___ ENTRIES ___
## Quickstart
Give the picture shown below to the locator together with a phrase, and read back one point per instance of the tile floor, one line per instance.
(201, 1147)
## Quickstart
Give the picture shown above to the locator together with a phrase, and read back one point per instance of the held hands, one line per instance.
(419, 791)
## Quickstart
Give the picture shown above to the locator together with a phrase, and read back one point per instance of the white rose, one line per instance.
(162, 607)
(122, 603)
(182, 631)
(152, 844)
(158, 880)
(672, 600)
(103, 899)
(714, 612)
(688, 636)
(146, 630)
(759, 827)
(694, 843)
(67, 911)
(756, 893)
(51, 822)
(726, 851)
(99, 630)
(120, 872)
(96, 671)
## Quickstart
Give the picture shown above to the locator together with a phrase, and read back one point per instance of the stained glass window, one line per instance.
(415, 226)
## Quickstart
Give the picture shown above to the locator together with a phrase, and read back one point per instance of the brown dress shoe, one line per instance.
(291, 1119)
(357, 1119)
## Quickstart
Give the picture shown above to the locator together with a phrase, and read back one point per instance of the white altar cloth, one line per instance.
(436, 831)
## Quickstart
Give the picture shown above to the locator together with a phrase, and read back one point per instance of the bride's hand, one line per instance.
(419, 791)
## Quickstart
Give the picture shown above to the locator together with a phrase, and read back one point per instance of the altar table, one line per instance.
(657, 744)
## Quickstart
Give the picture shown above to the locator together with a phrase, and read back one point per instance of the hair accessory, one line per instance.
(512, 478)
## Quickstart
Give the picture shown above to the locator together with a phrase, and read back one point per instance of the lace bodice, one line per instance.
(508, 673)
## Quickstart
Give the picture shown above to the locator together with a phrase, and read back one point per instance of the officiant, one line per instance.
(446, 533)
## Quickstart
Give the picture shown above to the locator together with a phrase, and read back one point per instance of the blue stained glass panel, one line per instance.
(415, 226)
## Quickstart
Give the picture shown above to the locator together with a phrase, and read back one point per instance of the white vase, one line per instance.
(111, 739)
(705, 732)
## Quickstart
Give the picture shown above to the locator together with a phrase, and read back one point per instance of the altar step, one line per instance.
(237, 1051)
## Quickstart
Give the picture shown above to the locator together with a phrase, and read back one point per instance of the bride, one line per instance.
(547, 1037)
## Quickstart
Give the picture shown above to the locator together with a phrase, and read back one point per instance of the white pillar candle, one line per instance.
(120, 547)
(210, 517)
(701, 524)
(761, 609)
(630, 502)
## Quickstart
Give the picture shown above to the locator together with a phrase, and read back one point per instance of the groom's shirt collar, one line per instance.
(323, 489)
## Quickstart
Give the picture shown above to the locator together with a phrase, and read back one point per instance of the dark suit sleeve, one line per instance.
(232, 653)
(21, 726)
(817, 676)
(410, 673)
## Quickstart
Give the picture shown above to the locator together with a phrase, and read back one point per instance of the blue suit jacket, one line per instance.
___
- [AIM]
Copy all of the material word for word.

- [ANSWER]
## Quickstart
Give the picture shown below to the locator together with a phrase, and read back one point per instance of the tile floor, one line per instance.
(201, 1147)
## Quickstart
Give the picture shown above to the locator together with a phrase, and read back one point per instance of the held hands, one line per instance.
(419, 791)
## Quickstart
Give the picture shown above to the locator together with a phrase, and read back one point per instance of the white rose, one line per instance.
(162, 607)
(122, 603)
(182, 631)
(152, 844)
(158, 880)
(672, 600)
(103, 899)
(714, 612)
(688, 636)
(146, 630)
(759, 827)
(694, 843)
(67, 911)
(756, 893)
(51, 822)
(726, 851)
(99, 630)
(120, 872)
(96, 671)
## Quickstart
Give the picture shown above to the locator together with a phrase, and read back one point per instance of the stained glass window, one line per instance.
(415, 226)
## Quickstart
Give the picture shown above to the locator together with a phrase, and read back one point per instance of the brown dress shoe, one line per instance.
(291, 1119)
(357, 1119)
## Quickstart
Give the picture shown above to the locator together with a phrase, and read back one point per instance of the white altar cloth, one line per instance.
(436, 831)
## Quickstart
Give the picture shown above to the locator together with a phrase, and read back one point per instance of the bride's hand, one line per instance.
(419, 791)
## Quickstart
Give the picture shown above to the locator together with a phrase, and read back one point per instance of the altar table, one line per instance.
(657, 744)
## Quickstart
Give the picture shown above to the locator together with a phrase, and read back one point per instance of the hair accessory, one line per instance.
(512, 478)
## Quickstart
Give the picture shown above to the locator together with a phrase, and read back one point per instance of the lace bodice, one line per instance.
(508, 673)
## Quickstart
Give the picture shown above to the locator together with a phrase, and read back one point per instance of the officiant, one line per instance.
(446, 533)
## Quickstart
Give the picture shown above to the locator together with a phrase, and read back one point per instance of the blue stained glass panel, one line per instance.
(415, 226)
## Quickstart
Give the picture shown above to the locator together with a phrase, and read back one point per instance of the white vase, one line per instance.
(111, 739)
(705, 732)
## Quickstart
Give the picture shown above to the locator together with a phrase, and read back one point per instance of the altar step, one line per instance.
(237, 1051)
## Quickstart
Give the picture shown above to the locator together with a phrase, and read back one point per instance of the bride, one line per instance.
(547, 1037)
## Quickstart
Give the picture shown above to the locator together with a phrase, and read back one point per instance of the white pillar candle, one line per instance.
(120, 547)
(210, 517)
(701, 524)
(761, 609)
(630, 502)
## Quickstart
Give the picture shown above to the locator together with a phrase, and read back one point per instance of the groom's shirt collar, one line per instance.
(323, 489)
## Quickstart
Give the picture shown above to the locator together with a phrase, and read back one point per instance of the dark suit sleeve, one line per instance.
(232, 653)
(21, 726)
(817, 676)
(410, 673)
## Quickstart
Give the picture shown above to the locator together with a phrase, and read back one point per instance of the blue suit jacket, one line per instance.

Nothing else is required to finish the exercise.